### [TASK]
For this exercise, reproduce each entry below exactly, excluding pictures.

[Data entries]
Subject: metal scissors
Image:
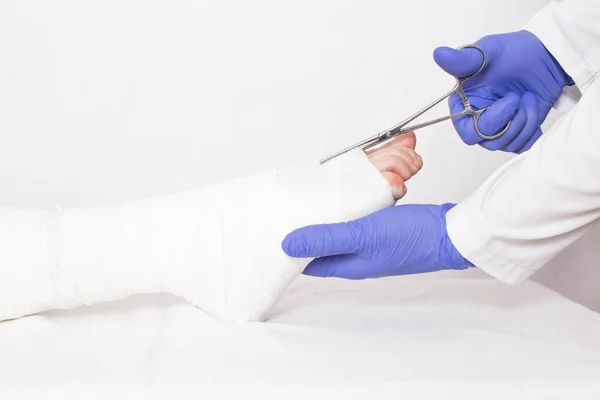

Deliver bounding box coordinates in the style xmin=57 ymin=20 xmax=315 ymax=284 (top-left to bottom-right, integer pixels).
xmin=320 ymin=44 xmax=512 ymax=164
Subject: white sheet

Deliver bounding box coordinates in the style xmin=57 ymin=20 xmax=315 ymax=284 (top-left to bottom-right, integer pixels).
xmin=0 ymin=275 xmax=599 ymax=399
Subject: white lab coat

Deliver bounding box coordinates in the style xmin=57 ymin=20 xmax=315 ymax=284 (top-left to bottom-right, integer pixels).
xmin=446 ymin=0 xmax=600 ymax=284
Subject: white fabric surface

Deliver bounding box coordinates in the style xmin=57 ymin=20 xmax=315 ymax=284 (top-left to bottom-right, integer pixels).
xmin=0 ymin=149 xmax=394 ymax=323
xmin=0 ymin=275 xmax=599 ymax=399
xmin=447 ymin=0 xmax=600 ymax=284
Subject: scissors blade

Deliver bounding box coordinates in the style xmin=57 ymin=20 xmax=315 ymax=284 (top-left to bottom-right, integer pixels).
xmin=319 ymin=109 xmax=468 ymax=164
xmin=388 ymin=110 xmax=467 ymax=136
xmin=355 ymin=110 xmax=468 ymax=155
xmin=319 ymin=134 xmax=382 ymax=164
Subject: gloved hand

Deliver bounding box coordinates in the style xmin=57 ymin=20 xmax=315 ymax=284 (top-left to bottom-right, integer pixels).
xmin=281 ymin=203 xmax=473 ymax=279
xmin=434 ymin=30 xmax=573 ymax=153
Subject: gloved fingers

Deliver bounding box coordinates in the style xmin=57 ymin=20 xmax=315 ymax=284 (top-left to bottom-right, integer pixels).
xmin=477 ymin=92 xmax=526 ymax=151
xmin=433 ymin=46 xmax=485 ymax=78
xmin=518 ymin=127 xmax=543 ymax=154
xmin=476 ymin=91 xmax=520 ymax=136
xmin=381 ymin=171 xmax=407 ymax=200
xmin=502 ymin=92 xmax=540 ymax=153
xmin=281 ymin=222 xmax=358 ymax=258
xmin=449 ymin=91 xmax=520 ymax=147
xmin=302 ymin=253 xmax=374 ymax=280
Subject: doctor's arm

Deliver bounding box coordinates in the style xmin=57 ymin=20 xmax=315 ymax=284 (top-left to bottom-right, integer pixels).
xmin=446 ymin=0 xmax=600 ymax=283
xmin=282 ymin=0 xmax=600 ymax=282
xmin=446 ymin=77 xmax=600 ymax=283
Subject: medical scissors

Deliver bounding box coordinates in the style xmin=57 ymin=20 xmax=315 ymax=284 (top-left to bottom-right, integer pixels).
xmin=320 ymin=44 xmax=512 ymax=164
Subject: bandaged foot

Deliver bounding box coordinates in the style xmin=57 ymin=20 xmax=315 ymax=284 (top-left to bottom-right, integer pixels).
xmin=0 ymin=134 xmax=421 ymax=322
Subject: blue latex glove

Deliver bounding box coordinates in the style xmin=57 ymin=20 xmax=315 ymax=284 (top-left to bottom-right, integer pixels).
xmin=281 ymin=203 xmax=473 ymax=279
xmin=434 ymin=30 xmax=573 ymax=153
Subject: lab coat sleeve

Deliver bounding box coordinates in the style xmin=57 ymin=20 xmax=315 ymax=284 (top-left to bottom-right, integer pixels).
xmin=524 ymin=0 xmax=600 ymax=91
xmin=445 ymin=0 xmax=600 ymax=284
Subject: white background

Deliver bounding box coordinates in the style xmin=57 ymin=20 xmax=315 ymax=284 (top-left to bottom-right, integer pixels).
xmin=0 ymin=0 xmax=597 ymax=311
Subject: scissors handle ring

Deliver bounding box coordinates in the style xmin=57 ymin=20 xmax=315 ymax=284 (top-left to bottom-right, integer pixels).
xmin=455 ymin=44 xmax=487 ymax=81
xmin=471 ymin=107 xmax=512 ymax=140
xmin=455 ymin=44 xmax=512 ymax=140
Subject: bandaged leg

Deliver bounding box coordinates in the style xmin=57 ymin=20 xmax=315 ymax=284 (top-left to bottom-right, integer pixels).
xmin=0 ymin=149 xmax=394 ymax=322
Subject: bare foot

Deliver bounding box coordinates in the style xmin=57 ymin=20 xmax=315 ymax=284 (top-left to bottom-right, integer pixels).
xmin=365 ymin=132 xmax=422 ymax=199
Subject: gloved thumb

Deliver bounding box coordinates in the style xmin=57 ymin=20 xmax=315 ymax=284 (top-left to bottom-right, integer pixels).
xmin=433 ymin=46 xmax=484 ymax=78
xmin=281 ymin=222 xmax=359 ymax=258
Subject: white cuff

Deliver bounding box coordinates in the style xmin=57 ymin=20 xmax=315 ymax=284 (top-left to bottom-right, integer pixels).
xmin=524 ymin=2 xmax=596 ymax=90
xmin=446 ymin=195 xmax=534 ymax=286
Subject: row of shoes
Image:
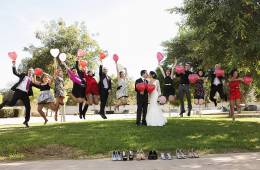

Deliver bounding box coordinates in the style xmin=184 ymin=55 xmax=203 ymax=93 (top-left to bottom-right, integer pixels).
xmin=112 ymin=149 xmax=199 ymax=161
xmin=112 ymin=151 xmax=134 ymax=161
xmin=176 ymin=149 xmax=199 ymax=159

### [TASK OUTPUT]
Subject: metal scissors
Image:

Deliver bounding box coordinates in the style xmin=57 ymin=20 xmax=315 ymax=284 (top-left to bottom-right, integer pixels).
xmin=320 ymin=44 xmax=512 ymax=164
Subject: white sheet

Deliver bounding box coordinates in the style xmin=57 ymin=20 xmax=315 ymax=284 (top-left to bottom-right, integer pixels).
xmin=0 ymin=275 xmax=599 ymax=399
Subject: white lab coat

Deliver bounding box coordinates in the style xmin=57 ymin=20 xmax=315 ymax=284 (top-left to bottom-right, integer pixels).
xmin=446 ymin=0 xmax=600 ymax=284
Subject: white fabric surface

Deliver bounding box coordinates in the style xmin=57 ymin=20 xmax=315 ymax=284 (top-left to bottom-right, integer pixels).
xmin=0 ymin=149 xmax=394 ymax=323
xmin=0 ymin=275 xmax=599 ymax=399
xmin=447 ymin=0 xmax=600 ymax=284
Subject: scissors blade

Deliver bounding box coordinates in the style xmin=57 ymin=20 xmax=315 ymax=284 (top-left to bottom-right, integer pixels).
xmin=319 ymin=109 xmax=468 ymax=164
xmin=388 ymin=110 xmax=467 ymax=136
xmin=355 ymin=110 xmax=468 ymax=155
xmin=319 ymin=134 xmax=382 ymax=164
Subject: gloved hand

Deliver bounding box coordinates in the style xmin=57 ymin=20 xmax=315 ymax=284 (top-left to bottom-right, integer pixels).
xmin=281 ymin=203 xmax=473 ymax=279
xmin=434 ymin=30 xmax=573 ymax=153
Subject: gloved fingers

Deliver bounding box coordinates in the style xmin=57 ymin=20 xmax=315 ymax=284 (top-left to bottom-right, integer pixels).
xmin=477 ymin=92 xmax=526 ymax=151
xmin=433 ymin=46 xmax=485 ymax=78
xmin=518 ymin=127 xmax=543 ymax=154
xmin=476 ymin=91 xmax=520 ymax=136
xmin=381 ymin=171 xmax=407 ymax=200
xmin=502 ymin=92 xmax=540 ymax=153
xmin=281 ymin=222 xmax=358 ymax=258
xmin=449 ymin=91 xmax=520 ymax=147
xmin=302 ymin=253 xmax=374 ymax=280
Subject: doctor's arm

Deliver bounding box coordinates in the style xmin=57 ymin=20 xmax=315 ymax=284 (top-left to bottom-right, integer pixels).
xmin=446 ymin=0 xmax=600 ymax=283
xmin=282 ymin=0 xmax=600 ymax=282
xmin=446 ymin=77 xmax=600 ymax=283
Subject: medical scissors

Deliver bounding box coordinates in the style xmin=57 ymin=20 xmax=315 ymax=284 (top-left to bottom-right, integer pixels).
xmin=320 ymin=44 xmax=512 ymax=164
Subject: bandaged foot

Deliver bounding box coordinates in the style xmin=57 ymin=20 xmax=315 ymax=284 (top-left to bottom-right, integer pixels).
xmin=0 ymin=134 xmax=421 ymax=322
Subject: blue latex glove

Deliver bounding box coordinates in the style xmin=57 ymin=20 xmax=315 ymax=284 (top-left to bottom-right, integer pixels).
xmin=281 ymin=203 xmax=473 ymax=279
xmin=434 ymin=30 xmax=573 ymax=153
Subject: lab coat sleeve

Deliver bounding box coordinates in the style xmin=57 ymin=20 xmax=315 ymax=284 (top-left to bottom-right, integer pixels).
xmin=524 ymin=0 xmax=600 ymax=91
xmin=445 ymin=0 xmax=600 ymax=284
Subject: white background

Deliver bounding box coordinates in the style xmin=57 ymin=20 xmax=315 ymax=284 (top-left to bottom-right, integer pixels).
xmin=0 ymin=0 xmax=597 ymax=311
Subject: scissors handle ring

Deliver bounding box coordinates in the style xmin=57 ymin=20 xmax=315 ymax=284 (top-left to bottom-right, integer pixels).
xmin=455 ymin=44 xmax=487 ymax=81
xmin=471 ymin=107 xmax=512 ymax=140
xmin=455 ymin=44 xmax=512 ymax=140
Subject: bandaged leg

Deliver bounding box coordinates in the style xmin=57 ymin=20 xmax=315 ymax=284 (top-left to bottom-right, integer pixels).
xmin=0 ymin=149 xmax=394 ymax=322
Subject: bare foot

Deliver bounding box coordinates in the style xmin=57 ymin=20 xmax=315 ymax=284 (top-left to bottom-right, integer pixels).
xmin=365 ymin=132 xmax=422 ymax=199
Subject: gloved thumb

Deliver bounding box coordinates in the style xmin=57 ymin=20 xmax=315 ymax=284 (top-left to bottom-right, integer pixels).
xmin=433 ymin=46 xmax=484 ymax=78
xmin=281 ymin=222 xmax=359 ymax=258
Subject: white cuff

Deliver bounding box coordinates in the style xmin=57 ymin=20 xmax=315 ymax=284 (top-left to bottom-right, integer pixels).
xmin=524 ymin=2 xmax=596 ymax=90
xmin=446 ymin=195 xmax=534 ymax=286
Subject: row of shoes
Image:

Deliver bounding box coordinates in the style xmin=184 ymin=55 xmax=203 ymax=93 (top-left to bottom-right, integer pixels).
xmin=112 ymin=149 xmax=199 ymax=161
xmin=112 ymin=151 xmax=134 ymax=161
xmin=176 ymin=149 xmax=199 ymax=159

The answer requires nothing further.